Pick out every line in the records below that contains the string "white", and copy each one. Matching is case-sensitive.

[Entries for pointing and labeling]
══════════
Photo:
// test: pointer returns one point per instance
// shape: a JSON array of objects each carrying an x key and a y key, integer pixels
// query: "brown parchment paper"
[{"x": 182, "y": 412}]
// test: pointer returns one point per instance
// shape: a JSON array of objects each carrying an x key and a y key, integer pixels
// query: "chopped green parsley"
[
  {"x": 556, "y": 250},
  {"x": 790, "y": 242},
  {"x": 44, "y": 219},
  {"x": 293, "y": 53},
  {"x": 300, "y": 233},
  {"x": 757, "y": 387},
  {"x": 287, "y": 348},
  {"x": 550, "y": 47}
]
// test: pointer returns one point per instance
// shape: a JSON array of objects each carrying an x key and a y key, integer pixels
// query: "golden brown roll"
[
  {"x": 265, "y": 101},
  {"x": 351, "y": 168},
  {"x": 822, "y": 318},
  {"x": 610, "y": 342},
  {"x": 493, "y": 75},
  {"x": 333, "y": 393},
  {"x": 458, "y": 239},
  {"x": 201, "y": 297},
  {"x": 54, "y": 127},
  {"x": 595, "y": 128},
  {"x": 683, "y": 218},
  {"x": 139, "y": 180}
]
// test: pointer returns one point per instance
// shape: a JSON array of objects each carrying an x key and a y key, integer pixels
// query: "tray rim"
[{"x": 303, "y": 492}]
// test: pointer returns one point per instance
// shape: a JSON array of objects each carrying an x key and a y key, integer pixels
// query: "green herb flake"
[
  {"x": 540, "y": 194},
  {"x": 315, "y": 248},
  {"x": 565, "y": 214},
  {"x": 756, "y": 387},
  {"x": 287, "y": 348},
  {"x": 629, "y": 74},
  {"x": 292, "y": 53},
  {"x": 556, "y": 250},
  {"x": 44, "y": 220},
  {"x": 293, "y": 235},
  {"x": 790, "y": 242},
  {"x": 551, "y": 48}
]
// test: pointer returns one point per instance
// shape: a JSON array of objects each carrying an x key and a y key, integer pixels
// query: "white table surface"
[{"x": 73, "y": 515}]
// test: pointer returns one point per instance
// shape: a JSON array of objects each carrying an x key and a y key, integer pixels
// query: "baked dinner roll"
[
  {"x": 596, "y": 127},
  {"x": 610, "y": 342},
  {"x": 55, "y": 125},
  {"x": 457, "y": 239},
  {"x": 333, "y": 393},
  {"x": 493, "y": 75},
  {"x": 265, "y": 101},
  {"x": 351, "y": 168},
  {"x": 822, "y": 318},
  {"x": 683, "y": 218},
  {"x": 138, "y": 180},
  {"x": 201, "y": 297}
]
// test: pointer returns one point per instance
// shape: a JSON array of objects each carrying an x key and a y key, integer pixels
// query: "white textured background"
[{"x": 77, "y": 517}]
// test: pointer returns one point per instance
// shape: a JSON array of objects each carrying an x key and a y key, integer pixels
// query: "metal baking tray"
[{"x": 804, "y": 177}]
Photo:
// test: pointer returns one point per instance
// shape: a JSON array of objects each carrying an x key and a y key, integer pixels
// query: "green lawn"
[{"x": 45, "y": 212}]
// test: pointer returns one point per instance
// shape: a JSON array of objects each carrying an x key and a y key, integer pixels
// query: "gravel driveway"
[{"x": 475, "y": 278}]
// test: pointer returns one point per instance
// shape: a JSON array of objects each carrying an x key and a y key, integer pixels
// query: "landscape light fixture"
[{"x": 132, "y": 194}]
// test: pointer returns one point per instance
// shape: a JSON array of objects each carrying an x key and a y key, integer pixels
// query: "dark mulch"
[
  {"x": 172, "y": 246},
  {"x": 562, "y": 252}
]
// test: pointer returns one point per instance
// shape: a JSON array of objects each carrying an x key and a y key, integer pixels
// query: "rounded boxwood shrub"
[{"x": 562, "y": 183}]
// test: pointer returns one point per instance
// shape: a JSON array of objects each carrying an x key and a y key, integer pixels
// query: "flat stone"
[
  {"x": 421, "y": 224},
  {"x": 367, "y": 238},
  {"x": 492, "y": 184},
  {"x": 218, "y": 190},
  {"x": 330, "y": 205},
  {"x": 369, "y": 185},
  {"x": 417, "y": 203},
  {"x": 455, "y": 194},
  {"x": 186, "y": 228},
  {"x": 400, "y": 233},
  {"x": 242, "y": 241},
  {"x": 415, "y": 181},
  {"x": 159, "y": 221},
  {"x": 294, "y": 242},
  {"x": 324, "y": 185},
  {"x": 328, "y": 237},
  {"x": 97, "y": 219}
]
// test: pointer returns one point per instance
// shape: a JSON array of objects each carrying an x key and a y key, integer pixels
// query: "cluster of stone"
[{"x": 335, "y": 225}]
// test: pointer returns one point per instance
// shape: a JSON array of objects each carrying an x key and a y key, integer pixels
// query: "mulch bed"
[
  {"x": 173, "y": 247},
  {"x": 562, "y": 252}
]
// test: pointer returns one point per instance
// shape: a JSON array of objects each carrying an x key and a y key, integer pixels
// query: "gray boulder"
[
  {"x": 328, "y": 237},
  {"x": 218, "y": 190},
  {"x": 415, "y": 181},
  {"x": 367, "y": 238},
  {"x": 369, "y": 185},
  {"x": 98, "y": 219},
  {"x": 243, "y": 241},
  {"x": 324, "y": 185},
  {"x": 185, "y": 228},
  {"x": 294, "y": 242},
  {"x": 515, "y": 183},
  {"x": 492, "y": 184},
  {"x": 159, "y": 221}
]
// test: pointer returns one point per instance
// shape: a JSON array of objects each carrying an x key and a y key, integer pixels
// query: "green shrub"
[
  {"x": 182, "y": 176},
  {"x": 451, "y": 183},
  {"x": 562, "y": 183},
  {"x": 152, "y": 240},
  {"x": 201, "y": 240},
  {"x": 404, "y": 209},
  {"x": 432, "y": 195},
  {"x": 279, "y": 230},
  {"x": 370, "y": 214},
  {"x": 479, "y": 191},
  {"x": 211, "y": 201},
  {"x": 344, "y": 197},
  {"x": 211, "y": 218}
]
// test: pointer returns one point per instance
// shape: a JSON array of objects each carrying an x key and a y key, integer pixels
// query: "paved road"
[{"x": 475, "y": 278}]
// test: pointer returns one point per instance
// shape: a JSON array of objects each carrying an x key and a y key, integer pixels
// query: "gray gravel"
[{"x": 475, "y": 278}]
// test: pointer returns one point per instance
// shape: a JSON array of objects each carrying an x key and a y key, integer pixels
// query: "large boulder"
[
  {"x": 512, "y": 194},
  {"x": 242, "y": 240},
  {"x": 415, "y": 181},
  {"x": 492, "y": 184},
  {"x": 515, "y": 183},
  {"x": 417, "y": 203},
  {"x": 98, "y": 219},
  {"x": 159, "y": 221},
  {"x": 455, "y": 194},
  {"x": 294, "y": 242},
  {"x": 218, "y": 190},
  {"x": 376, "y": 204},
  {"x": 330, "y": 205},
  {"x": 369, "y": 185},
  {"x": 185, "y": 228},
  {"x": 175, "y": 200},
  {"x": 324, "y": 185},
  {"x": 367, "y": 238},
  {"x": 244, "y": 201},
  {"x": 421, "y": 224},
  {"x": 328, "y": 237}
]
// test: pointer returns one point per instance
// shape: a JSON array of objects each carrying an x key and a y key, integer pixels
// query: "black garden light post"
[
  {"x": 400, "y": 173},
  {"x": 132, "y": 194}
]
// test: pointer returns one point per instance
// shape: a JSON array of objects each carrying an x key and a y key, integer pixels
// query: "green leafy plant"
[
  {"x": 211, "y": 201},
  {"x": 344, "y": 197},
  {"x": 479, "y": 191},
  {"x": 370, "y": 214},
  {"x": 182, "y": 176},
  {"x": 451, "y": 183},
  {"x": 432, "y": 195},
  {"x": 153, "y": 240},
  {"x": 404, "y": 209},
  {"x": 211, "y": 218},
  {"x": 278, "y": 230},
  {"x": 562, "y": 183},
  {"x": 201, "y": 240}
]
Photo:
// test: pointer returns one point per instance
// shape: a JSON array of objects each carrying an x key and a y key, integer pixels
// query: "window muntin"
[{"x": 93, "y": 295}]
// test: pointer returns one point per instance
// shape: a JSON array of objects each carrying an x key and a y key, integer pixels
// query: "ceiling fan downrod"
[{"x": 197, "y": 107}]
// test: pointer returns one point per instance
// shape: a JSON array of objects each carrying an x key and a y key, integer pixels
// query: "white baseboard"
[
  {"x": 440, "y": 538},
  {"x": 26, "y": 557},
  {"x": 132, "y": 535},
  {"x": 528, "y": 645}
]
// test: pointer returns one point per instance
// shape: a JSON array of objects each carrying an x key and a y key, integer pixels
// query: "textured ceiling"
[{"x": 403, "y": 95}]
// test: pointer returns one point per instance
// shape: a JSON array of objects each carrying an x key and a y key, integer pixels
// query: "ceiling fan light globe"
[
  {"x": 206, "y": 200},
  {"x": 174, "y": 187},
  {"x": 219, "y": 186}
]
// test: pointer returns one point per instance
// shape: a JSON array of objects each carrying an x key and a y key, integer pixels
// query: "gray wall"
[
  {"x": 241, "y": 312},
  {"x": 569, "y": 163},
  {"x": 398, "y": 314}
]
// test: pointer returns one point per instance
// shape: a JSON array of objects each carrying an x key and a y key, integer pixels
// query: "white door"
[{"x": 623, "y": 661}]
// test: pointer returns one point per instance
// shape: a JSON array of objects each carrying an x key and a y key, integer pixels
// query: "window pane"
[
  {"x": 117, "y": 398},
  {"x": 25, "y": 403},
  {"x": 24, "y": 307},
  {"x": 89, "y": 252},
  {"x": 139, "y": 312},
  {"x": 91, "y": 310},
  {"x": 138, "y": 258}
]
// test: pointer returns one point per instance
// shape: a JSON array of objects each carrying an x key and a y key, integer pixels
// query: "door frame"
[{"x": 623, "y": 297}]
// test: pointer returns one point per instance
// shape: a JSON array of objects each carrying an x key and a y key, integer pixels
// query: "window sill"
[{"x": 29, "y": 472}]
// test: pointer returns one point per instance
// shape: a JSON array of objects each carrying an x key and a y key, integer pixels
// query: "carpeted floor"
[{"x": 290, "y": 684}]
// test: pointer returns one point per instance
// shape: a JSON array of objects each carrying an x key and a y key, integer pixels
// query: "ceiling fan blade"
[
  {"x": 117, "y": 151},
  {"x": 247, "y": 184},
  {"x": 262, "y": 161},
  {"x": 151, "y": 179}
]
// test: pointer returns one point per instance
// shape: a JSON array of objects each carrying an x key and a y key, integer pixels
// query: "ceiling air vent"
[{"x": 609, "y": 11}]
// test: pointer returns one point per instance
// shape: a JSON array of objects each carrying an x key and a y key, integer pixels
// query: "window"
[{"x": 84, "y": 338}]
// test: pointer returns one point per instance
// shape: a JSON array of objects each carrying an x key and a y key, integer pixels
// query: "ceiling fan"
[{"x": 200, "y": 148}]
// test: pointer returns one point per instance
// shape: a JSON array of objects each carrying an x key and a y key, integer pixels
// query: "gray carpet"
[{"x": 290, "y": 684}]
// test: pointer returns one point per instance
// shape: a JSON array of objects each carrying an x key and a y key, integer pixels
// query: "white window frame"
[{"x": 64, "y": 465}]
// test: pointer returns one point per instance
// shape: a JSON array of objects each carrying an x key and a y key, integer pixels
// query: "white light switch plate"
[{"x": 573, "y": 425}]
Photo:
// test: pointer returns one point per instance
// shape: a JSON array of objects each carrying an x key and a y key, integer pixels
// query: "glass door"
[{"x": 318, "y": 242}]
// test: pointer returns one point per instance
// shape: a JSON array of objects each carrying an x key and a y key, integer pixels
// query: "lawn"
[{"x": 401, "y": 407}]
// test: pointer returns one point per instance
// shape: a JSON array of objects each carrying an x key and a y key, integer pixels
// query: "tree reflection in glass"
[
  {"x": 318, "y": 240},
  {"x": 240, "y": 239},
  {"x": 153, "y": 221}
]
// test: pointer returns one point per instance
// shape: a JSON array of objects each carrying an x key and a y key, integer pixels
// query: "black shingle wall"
══════════
- [Expected answer]:
// query: "white table surface"
// query: "white textured background"
// query: "white baseboard"
// query: "white door"
// query: "white window frame"
// query: "white light switch plate"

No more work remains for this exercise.